• [Problem]:
Copy down every line of the data that follows exactly. Omit the pictures.

-------- Raw data --------

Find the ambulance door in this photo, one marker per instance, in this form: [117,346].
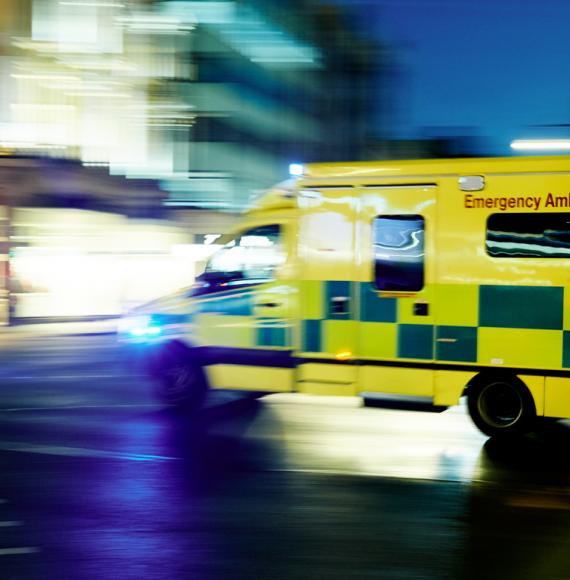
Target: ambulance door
[326,345]
[396,293]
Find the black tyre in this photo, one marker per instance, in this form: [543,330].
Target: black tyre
[181,381]
[501,406]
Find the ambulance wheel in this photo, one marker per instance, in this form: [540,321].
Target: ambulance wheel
[501,406]
[181,383]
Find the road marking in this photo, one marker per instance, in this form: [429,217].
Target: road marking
[80,452]
[17,551]
[78,407]
[66,377]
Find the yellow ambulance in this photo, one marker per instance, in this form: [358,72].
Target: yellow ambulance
[413,282]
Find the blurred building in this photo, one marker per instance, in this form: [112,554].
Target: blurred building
[167,111]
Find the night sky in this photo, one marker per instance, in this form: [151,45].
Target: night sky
[488,68]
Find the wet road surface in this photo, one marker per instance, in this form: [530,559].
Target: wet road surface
[96,481]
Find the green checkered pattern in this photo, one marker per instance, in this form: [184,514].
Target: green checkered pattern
[521,326]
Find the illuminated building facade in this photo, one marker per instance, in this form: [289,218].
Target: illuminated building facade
[210,100]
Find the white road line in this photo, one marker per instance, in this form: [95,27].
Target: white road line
[17,551]
[80,452]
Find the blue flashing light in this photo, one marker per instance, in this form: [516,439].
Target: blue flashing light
[296,169]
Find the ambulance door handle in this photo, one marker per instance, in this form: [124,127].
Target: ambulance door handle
[339,304]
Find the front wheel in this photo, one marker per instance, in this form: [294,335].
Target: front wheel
[181,383]
[501,406]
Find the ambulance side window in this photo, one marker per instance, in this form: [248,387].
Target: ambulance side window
[250,258]
[398,245]
[528,235]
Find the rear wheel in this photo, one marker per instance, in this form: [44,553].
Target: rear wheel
[501,406]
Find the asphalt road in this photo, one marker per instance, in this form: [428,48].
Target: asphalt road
[97,482]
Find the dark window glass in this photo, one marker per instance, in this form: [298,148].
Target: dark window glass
[250,258]
[399,252]
[528,235]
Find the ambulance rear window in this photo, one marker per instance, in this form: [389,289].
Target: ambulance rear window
[398,252]
[528,235]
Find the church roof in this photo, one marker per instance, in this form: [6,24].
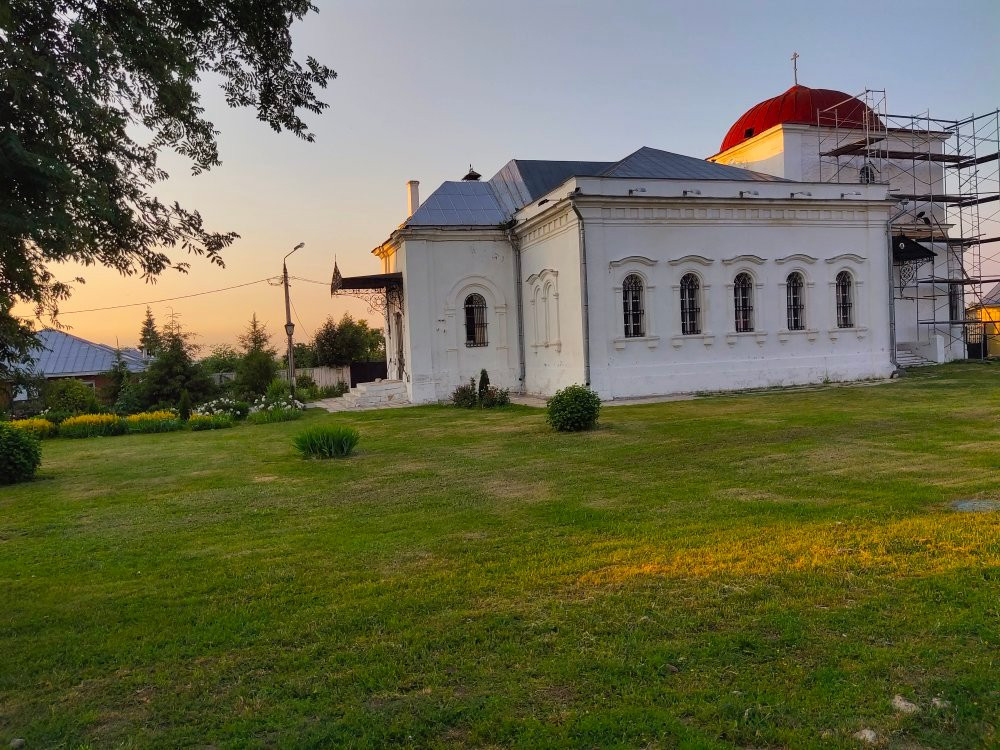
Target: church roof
[992,297]
[523,181]
[63,354]
[802,105]
[652,163]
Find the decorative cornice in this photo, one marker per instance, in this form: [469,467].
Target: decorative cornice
[544,273]
[853,257]
[699,259]
[756,259]
[641,259]
[795,258]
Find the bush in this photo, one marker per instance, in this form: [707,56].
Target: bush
[184,406]
[92,425]
[71,396]
[278,389]
[331,441]
[40,428]
[228,406]
[154,421]
[199,422]
[484,384]
[466,395]
[267,416]
[494,397]
[55,415]
[20,454]
[573,408]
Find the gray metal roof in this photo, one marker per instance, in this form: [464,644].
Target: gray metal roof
[522,181]
[652,163]
[63,354]
[992,297]
[466,203]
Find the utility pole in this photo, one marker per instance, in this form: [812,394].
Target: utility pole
[289,325]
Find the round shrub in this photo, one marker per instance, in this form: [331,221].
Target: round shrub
[20,454]
[574,408]
[40,428]
[72,396]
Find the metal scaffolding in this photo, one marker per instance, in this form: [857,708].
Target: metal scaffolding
[948,174]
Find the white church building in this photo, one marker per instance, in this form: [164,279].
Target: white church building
[654,274]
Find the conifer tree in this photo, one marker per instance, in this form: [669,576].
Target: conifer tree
[150,340]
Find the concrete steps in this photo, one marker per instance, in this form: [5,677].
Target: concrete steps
[379,394]
[906,359]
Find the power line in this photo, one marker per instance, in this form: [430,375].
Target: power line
[167,299]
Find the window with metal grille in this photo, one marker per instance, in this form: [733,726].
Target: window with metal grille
[845,300]
[743,297]
[475,320]
[690,304]
[632,304]
[796,301]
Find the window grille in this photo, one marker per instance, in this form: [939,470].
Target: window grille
[690,311]
[475,321]
[845,300]
[796,304]
[743,297]
[632,303]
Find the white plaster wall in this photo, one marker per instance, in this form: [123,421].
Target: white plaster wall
[550,273]
[664,361]
[439,270]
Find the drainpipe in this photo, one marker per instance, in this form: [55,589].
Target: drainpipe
[515,244]
[584,294]
[892,290]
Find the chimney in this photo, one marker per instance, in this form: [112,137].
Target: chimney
[412,196]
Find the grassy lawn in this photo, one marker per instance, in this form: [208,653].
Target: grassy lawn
[762,570]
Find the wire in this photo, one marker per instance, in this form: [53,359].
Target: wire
[167,299]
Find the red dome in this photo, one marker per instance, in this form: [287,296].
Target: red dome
[800,104]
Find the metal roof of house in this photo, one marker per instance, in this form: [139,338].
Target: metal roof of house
[652,163]
[63,355]
[522,181]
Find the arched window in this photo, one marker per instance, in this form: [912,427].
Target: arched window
[845,300]
[475,320]
[690,304]
[743,297]
[632,303]
[796,301]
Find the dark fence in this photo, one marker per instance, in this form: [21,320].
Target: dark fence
[366,372]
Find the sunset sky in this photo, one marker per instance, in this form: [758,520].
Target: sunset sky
[424,89]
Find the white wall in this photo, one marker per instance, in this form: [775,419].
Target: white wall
[440,269]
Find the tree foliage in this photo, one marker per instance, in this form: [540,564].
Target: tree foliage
[174,370]
[339,344]
[149,335]
[91,94]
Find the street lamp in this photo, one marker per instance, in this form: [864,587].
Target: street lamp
[289,325]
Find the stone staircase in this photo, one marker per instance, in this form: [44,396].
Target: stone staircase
[906,359]
[379,394]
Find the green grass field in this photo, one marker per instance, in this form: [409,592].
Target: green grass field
[763,570]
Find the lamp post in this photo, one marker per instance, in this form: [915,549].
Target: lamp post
[289,325]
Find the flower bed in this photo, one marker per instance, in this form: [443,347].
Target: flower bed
[40,428]
[199,422]
[92,425]
[154,421]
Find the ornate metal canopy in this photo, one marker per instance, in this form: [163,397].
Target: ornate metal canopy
[379,290]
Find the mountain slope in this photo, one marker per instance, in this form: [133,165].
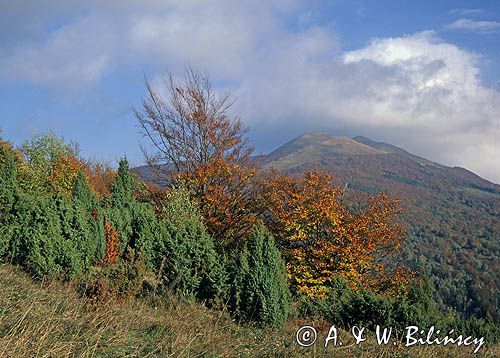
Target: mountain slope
[453,215]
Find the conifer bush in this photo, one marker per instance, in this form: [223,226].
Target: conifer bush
[259,287]
[8,193]
[184,257]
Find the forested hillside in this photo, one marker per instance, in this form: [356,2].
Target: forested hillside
[453,216]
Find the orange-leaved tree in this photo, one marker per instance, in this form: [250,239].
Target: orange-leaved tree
[63,173]
[322,239]
[196,142]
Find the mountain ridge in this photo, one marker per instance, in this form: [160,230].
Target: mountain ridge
[452,214]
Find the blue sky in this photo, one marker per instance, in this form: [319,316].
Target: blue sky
[423,75]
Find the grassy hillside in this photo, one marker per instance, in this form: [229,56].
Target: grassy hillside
[50,319]
[453,215]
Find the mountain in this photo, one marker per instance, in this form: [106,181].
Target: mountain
[452,214]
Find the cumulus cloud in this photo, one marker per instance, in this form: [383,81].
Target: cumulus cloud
[483,27]
[465,12]
[415,91]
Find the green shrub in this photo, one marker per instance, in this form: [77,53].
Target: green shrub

--------

• [Solution]:
Find the ambulance door in this photo, one marker per instance, in this form: [117,346].
Target: ambulance door
[326,345]
[396,293]
Find the black tyre in this photo, one marker per instance, in this form: [543,330].
Target: black tyre
[181,381]
[501,406]
Find the ambulance wheel in this photo, one marker per instance, in this form: [540,321].
Target: ambulance wheel
[501,406]
[181,383]
Find the road marking in this photo, one marker per instance, in this form: [429,217].
Target: road marking
[80,452]
[17,551]
[78,407]
[66,377]
Find the yellow ambulance in this photo, one marker per instance, in this form: [358,72].
Target: yellow ambulance
[413,282]
Find the blurred building in this photo, one marker per instance, in this form: [112,554].
Target: blurred building
[167,111]
Find the night sky in this photo, one marker per instance, in this form: [151,45].
Target: night sky
[488,68]
Find the wet road surface in this photo, one marker per instance, in this form: [530,559].
Target: wet road surface
[96,481]
Find the green checkered pattern in this photo, one marker per instance, in this form: [184,514].
Target: green checkered pattern
[521,326]
Find the illuminated building facade in this photo, one marker per instance, in this form: [289,218].
Target: illuminated building facade
[210,100]
Find the white road line in this photo, one marker per instance, in this form: [95,27].
Target: white road line
[17,551]
[80,452]
Find the blue flashing light in this photo, one marker per instance, in this form: [516,439].
Target: blue flashing light
[296,169]
Find the ambulance door handle in this photo, one marker per instance, in this form: [124,127].
Target: ambulance door handle
[339,304]
Find the front wheel in this photo, one marker per instance, in this form: [294,335].
Target: front wheel
[181,383]
[501,406]
Find the ambulance side window in this photo, one marker per instance, in this form: [248,387].
Target: ambulance side window
[250,258]
[398,245]
[528,235]
Find the rear wheel in this photo, one marker per instance, in this form: [44,553].
Target: rear wheel
[501,406]
Find the asphalt road in this photo, one marker per instance, in this form: [428,48].
Target: asphalt road
[97,482]
Find the dark window glass in this photo, one marker per instance, in this form: [298,148].
Target: dark window glass
[250,258]
[399,252]
[528,235]
Find the ambulance rear window in this photo, one marker per instance, in this form: [389,289].
Target: ambulance rear window
[398,252]
[528,235]
Find the church roof in this photo, one marker per instance, in this form: [6,24].
Target: church roof
[992,297]
[523,181]
[63,354]
[802,105]
[652,163]
Find the decorative cornice in this photo, one marker per instance, in this form: [469,467].
Target: decorative cornice
[544,273]
[853,257]
[699,259]
[756,259]
[641,259]
[795,258]
Find the bush in this photo, one marker per instance, in this form: [707,56].
Target: bush
[184,406]
[92,425]
[71,396]
[278,389]
[331,441]
[40,428]
[228,406]
[154,421]
[199,422]
[484,384]
[466,395]
[267,416]
[494,397]
[55,415]
[20,454]
[573,408]
Find the gray metal roof in this photo, one marker per instance, in this form: [464,644].
Target: gray metal roof
[522,181]
[652,163]
[63,354]
[992,297]
[466,203]
Find the utility pole in this photo, one marker per instance, in this form: [812,394].
Target: utility pole
[289,325]
Find the round shrub in this photo, one marker per instance, in this form: [331,221].
Target: round shrub
[20,454]
[574,408]
[40,428]
[72,396]
Find the metal scaffolding in this photo, one marker per instance, in this form: [857,708].
Target: metal scaffolding
[948,174]
Find the white church building in this photo, one marker per instance, in this form: [164,279].
Target: white church building
[654,274]
Find the conifer tree in this photo, one marker per instance, in this form: [669,576].
Target: conifer tree
[150,340]
Find the concrete steps in this photo, one marker per instance, in this form: [5,677].
Target: concrete steps
[379,394]
[906,359]
Find the power line in this photo, one marker per instance, in this form: [430,375].
Target: power line
[167,299]
Find the window with metal grille in this photo, one marker per instance, in this form: [733,726].
Target: window with metal grille
[845,300]
[743,297]
[475,320]
[690,304]
[632,304]
[796,301]
Find the window grille in this photo, one marker per instance, in this form: [939,470].
Target: window grille
[690,311]
[475,321]
[845,300]
[796,304]
[743,297]
[632,303]
Find the white plaster wall in this photo, one marker per instance, in this form: [123,421].
Target: white plaster wall
[550,273]
[664,361]
[439,270]
Find the drainpipe in this photo, one marker per instance, in this form: [55,589].
Target: drainpipe
[515,244]
[584,294]
[892,290]
Find the chimney in this photo, one marker per instance, in this form: [112,137].
Target: chimney
[412,196]
Find the grassy lawn in this photo, one marker per instance, in this form: [208,653].
Target: grassy lawn
[762,570]
Find the wire in this photo, one marker per instance, in this form: [53,359].
Target: wire
[167,299]
Find the red dome in this photo, one marker per instance, in this form: [287,296].
Target: red dome
[800,104]
Find the metal roof of house in this photo, one marker per instance, in this form: [139,338].
Target: metal roof of house
[652,163]
[63,355]
[522,181]
Find the arched window in this photo, one marker per instance, in this form: [912,427].
Target: arched window
[845,300]
[475,320]
[690,304]
[743,297]
[632,303]
[796,301]
Find the dark fence in this photo, one marker per instance, in this form: [21,320].
Target: dark fence
[366,372]
Find the sunset sky in this photo, one marker per instance, in this form: [758,520].
Target: sunset sky
[424,89]
Find the white wall in this photo, one marker per instance, in this form: [775,419].
Target: white wall
[440,269]
Find the tree foliage in this photo, one marker per instance, in this form: [540,564].
Target: tree foliage
[174,370]
[339,344]
[149,335]
[91,94]
Find the street lamp in this photo, one marker per instance, in this form: [864,587].
Target: street lamp
[289,325]
Find the stone staircase in this photo, one marker per instance, in this form: [44,396].
Target: stone staircase
[906,359]
[379,394]
Find the green grass field in this photo, one marker per instance, in this form: [409,592].
Target: green grass field
[763,570]
Find the lamp post in this photo, one marker per instance, in this form: [915,549].
Target: lamp post
[289,325]
Find the flower bed in this photo, one marker per instance, in this form: [443,347].
Target: flower bed
[40,428]
[199,422]
[92,425]
[154,421]
Find the ornate metal canopy in this photo, one marker per instance, in this form: [163,397].
Target: ornate metal canopy
[379,290]
Find the mountain slope in this photo, one marker per instance, in this form: [133,165].
Target: mountain slope
[453,215]
Find the conifer bush in this photo, one marker per instance, in this form: [223,226].
Target: conifer bush
[259,287]
[8,193]
[184,257]
Find the forested hillside in this photo, one marker per instance, in this form: [356,2].
Target: forested hillside
[453,216]
Find the orange-leaved tree in this photo, one marker per instance, in this form: [250,239].
Target: orange-leaved tree
[63,173]
[322,239]
[196,142]
Find the mountain ridge in this photo, one marker per instance, in this form: [160,230].
Target: mountain ridge
[452,214]
Find the blue sky in this photo, one marker per instance, in this form: [319,316].
Target: blue sky
[423,75]
Find the grassy hillside in this photo, one marker per instance, in this form: [229,56].
Target: grassy hillside
[50,319]
[453,215]
Find the mountain in this photo, one marker per instance, in this form: [106,181].
Target: mountain
[452,214]
Find the cumulus cloud in this photo, one marker per instance, in this form: [383,81].
Target: cumulus cloud
[483,27]
[465,12]
[415,91]
Find the green shrub in this photo, one marker per instance, in this form: [77,53].
Target: green shrub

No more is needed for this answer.